__Instruction__: Resume the blog post about the writer's drive from NJ to Houston and sense of a greater force, continuing from its last sentence.
start Given text
Friday, October 26, 2007

are you fucking serious? vs. rejoice! rejoice!

My very good friend Cal is an atheist, at best a lukewarm agnostic, and he tells me he thinks of me as someone who's pretty religious, I guess because he is so absolutely un-religious. Personally, I don't think I'm that spiritual... i don't have stigmata or see dead saints in the swirls of pastry frosting. I don't go to church regularly, I don't associate myself with a religion, i frequently use the Lord's name in vain and always forget to remove the vowels when typing Yaweh...case in point.

But I do have moments when I think very strongly there is some greater force acting in my life, best illustrated by this drive across the country.

It took me two days to drive from NJ to Houston, TX, delayed slightly by a flat tire, which seemed uncanny after a summer of biking across the country and getting substantially more flat tires than either of my co-bikers.
end Given text
start Rows
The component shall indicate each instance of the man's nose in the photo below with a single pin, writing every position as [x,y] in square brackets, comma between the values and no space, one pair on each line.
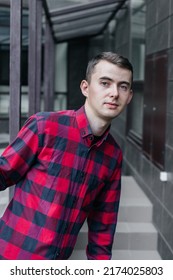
[114,91]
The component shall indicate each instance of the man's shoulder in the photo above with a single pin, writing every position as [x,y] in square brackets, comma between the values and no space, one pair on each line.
[112,141]
[54,115]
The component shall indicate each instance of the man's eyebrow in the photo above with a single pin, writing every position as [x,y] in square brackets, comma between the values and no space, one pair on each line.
[106,78]
[111,80]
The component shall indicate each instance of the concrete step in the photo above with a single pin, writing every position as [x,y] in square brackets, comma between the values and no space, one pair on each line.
[136,237]
[122,255]
[129,236]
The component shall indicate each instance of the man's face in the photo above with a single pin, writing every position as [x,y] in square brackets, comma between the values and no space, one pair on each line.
[109,90]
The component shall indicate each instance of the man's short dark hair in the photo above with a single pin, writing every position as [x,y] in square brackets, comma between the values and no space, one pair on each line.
[111,57]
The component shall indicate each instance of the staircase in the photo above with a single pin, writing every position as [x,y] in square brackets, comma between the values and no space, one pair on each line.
[136,236]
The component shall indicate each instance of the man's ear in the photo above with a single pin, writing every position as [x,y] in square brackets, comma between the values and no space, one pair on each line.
[84,87]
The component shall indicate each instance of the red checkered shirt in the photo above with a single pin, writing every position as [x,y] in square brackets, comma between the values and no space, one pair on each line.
[63,176]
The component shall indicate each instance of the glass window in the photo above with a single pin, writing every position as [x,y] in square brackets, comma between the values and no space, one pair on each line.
[135,111]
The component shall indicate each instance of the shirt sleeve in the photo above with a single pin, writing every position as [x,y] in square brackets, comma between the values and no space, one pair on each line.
[19,155]
[103,218]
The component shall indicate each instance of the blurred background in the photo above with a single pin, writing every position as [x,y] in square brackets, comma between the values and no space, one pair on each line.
[44,49]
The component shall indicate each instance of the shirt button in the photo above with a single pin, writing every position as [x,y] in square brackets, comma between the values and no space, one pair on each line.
[91,138]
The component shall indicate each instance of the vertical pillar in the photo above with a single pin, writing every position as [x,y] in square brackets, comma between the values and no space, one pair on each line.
[15,67]
[15,70]
[49,69]
[34,55]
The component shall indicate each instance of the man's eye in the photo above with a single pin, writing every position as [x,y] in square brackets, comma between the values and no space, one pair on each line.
[124,87]
[105,84]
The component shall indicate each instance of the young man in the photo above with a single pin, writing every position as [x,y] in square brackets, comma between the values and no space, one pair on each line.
[67,168]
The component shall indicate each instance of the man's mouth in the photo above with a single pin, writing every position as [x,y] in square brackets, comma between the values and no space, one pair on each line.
[111,105]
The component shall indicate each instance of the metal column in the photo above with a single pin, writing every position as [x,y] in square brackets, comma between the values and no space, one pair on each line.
[49,69]
[34,55]
[15,67]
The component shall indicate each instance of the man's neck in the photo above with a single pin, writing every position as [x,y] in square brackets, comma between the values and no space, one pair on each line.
[98,125]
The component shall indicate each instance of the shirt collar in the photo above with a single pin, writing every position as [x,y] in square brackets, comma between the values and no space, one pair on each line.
[84,125]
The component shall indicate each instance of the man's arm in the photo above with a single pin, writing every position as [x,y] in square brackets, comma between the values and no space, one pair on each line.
[103,219]
[19,156]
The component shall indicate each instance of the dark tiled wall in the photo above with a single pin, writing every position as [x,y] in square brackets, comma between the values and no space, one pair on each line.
[159,37]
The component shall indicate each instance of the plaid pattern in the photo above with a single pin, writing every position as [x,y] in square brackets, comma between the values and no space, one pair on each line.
[62,177]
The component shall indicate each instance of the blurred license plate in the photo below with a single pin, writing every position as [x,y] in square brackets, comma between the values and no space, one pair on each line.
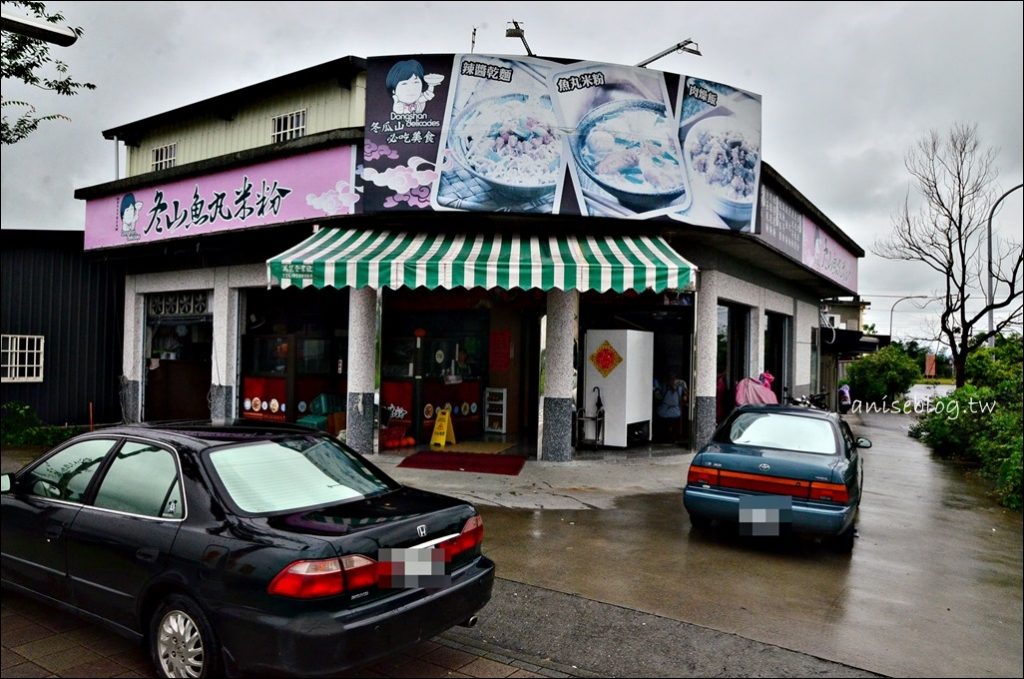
[764,514]
[401,568]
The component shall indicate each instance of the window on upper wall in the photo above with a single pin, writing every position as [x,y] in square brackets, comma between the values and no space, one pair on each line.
[22,357]
[165,157]
[289,126]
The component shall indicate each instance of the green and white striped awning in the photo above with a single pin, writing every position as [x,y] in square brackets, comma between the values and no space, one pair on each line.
[365,258]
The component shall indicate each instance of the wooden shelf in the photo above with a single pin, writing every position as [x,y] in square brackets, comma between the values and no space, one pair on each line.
[496,411]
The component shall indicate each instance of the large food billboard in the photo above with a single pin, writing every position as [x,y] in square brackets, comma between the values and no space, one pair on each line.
[476,132]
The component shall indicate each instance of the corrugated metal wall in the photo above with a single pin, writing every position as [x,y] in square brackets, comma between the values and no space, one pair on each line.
[50,288]
[328,107]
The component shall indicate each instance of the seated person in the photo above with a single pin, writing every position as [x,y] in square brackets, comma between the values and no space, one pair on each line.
[462,366]
[670,408]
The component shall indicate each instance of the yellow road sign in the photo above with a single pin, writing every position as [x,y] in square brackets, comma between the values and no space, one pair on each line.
[443,429]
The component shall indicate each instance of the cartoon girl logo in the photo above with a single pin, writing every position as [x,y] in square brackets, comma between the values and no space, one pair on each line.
[410,88]
[130,210]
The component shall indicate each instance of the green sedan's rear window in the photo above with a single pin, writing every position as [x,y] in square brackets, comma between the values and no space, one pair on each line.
[777,430]
[266,477]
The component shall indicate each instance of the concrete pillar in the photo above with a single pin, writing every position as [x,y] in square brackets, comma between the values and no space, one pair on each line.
[559,388]
[224,306]
[757,341]
[361,368]
[706,379]
[131,369]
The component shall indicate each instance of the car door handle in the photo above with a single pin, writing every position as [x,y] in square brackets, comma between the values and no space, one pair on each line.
[53,532]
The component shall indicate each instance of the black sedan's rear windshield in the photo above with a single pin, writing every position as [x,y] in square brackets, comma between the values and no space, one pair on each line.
[292,473]
[791,432]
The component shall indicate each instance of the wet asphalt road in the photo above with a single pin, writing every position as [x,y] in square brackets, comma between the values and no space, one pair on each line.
[933,588]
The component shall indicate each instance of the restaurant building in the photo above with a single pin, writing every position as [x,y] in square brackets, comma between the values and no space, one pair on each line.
[535,246]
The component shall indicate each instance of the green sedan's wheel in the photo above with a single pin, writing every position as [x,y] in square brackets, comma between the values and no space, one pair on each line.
[181,641]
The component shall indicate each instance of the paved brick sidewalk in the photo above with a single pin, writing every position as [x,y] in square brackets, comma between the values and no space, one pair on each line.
[42,641]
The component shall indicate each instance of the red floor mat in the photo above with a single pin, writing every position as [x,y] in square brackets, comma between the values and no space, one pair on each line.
[510,465]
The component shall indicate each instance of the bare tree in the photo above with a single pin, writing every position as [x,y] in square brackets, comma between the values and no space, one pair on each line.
[955,179]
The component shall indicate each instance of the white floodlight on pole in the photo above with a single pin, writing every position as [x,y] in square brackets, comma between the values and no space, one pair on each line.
[688,46]
[34,28]
[516,31]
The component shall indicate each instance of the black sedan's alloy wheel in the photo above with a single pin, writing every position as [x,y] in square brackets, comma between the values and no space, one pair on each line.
[181,641]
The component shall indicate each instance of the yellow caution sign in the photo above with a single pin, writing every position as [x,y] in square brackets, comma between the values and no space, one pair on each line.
[443,429]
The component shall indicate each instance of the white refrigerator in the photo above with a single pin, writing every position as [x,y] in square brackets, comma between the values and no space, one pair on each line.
[621,365]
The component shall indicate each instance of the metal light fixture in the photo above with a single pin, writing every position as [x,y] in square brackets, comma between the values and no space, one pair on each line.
[516,31]
[688,46]
[35,28]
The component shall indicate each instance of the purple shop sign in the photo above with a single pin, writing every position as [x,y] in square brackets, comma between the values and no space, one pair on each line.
[823,254]
[310,185]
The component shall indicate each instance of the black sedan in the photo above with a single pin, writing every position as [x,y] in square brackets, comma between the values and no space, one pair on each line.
[236,550]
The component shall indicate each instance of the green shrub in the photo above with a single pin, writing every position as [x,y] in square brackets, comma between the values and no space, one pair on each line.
[950,427]
[20,426]
[998,368]
[883,376]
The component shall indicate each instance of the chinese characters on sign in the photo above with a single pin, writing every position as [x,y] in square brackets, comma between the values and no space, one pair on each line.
[781,224]
[303,186]
[487,71]
[581,81]
[242,207]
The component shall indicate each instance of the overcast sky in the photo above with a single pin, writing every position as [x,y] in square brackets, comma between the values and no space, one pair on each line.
[846,87]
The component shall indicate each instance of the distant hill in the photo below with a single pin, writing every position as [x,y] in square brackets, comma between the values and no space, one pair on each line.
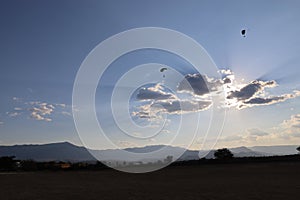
[68,152]
[276,150]
[46,152]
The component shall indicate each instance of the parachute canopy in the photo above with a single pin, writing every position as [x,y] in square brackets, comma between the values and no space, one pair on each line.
[163,69]
[243,32]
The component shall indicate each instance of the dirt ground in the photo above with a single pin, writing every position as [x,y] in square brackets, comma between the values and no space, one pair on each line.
[222,181]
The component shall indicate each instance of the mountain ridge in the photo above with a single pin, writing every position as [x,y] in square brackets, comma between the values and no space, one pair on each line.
[66,151]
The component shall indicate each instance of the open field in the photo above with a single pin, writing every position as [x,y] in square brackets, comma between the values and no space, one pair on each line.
[220,181]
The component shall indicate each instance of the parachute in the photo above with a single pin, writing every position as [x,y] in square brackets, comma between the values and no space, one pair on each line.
[163,69]
[243,32]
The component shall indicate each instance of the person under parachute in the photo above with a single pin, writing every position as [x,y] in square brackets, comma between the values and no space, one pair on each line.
[162,70]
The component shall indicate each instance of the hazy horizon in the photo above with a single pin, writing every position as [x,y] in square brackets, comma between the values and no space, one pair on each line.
[45,43]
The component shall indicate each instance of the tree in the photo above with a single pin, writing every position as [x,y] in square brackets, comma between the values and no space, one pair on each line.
[223,154]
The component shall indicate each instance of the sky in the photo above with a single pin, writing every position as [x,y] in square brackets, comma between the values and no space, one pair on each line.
[44,43]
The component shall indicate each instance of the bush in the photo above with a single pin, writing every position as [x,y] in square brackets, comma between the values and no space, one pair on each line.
[223,154]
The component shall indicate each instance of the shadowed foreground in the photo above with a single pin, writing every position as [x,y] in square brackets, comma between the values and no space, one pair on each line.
[222,181]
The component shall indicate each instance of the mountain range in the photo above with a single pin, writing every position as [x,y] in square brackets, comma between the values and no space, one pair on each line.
[66,151]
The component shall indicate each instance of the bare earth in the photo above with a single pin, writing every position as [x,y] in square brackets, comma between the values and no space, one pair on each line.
[224,181]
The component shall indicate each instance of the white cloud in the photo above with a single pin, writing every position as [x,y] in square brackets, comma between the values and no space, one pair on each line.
[13,114]
[158,108]
[199,85]
[154,93]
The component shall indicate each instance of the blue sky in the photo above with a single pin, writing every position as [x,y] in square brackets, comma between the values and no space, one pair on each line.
[43,44]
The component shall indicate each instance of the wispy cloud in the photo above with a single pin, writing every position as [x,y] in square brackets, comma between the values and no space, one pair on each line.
[38,110]
[200,88]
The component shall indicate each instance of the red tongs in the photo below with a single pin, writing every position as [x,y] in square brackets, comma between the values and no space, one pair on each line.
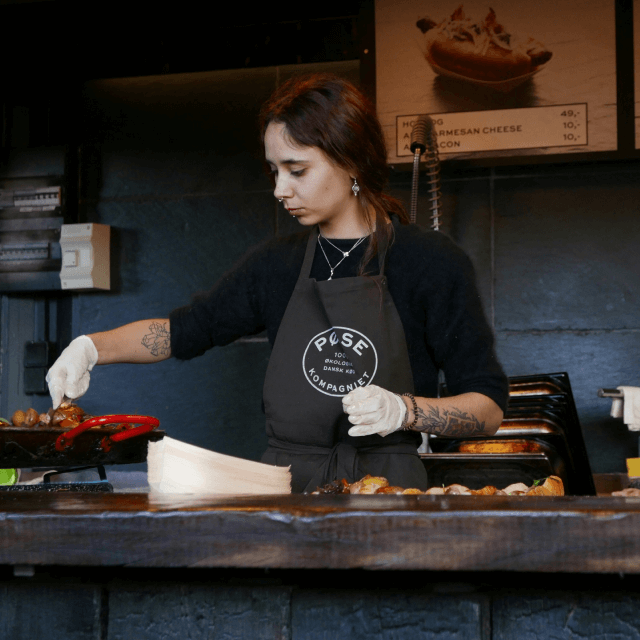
[147,423]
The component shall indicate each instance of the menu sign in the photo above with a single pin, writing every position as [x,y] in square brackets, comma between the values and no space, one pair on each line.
[518,78]
[501,129]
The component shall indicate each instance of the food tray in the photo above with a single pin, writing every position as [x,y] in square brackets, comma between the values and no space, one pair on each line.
[541,410]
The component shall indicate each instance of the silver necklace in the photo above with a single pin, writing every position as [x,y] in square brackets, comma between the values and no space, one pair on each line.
[345,254]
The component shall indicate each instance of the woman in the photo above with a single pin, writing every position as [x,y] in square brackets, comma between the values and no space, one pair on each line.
[361,309]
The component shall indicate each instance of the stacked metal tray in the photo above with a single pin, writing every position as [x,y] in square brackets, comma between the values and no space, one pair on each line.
[539,436]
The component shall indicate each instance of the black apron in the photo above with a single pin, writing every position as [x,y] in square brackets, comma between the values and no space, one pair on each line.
[336,335]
end Rows
__Response to this exercise__:
After spending a weekend in TX, I continued north to Portland, stopping at a Ramada Inn first to steal continental breakfast. Now, to begin, I know stealing is wrong...hell, being in the backseat of a cop car in 7th grade for shop lifting is a good reminder that stealing is frowned upon. But I always think of eating continental breakfast without actually staying at the hotel as a victimless crime, not unlike stealing a wireless signal or bombing people in countries that are too far away for you to worry about.

Anyway, this spread was amazing: scrambled eggs, sausage, canadian bacon (known as ham in the US), biscuits with gravy, and home fries, along with the usually breads, pastries, and fruits. And most importantly, there were no employees lording over the food... this is what we in the scavenging circles call a "free for all."

So I loaded my plate with hot food and repeatedly made trips back up to fill my pockets with non-perishable Nature Valley granola bars and bananas. Then, I saw there was a bag of Lender's bagels and I shoved it under my coat. As I ate, I began feeling more and more guilty about the bagels, like it was horribly hypocritical of me to be thanking God for all the good graces He's bestowed, then go and do something so blatantly wrong.

For some reason, I only felt guilty about the bagels. Not the plate of eggs and biscuits (they'll have to throw that out anyway, right? completely ignoring the fact that they have to cook more because of my share), not the granola bars or bananas (normal people would take a couple, or in this case, a dozen Nature Valley Granola bars to go, too).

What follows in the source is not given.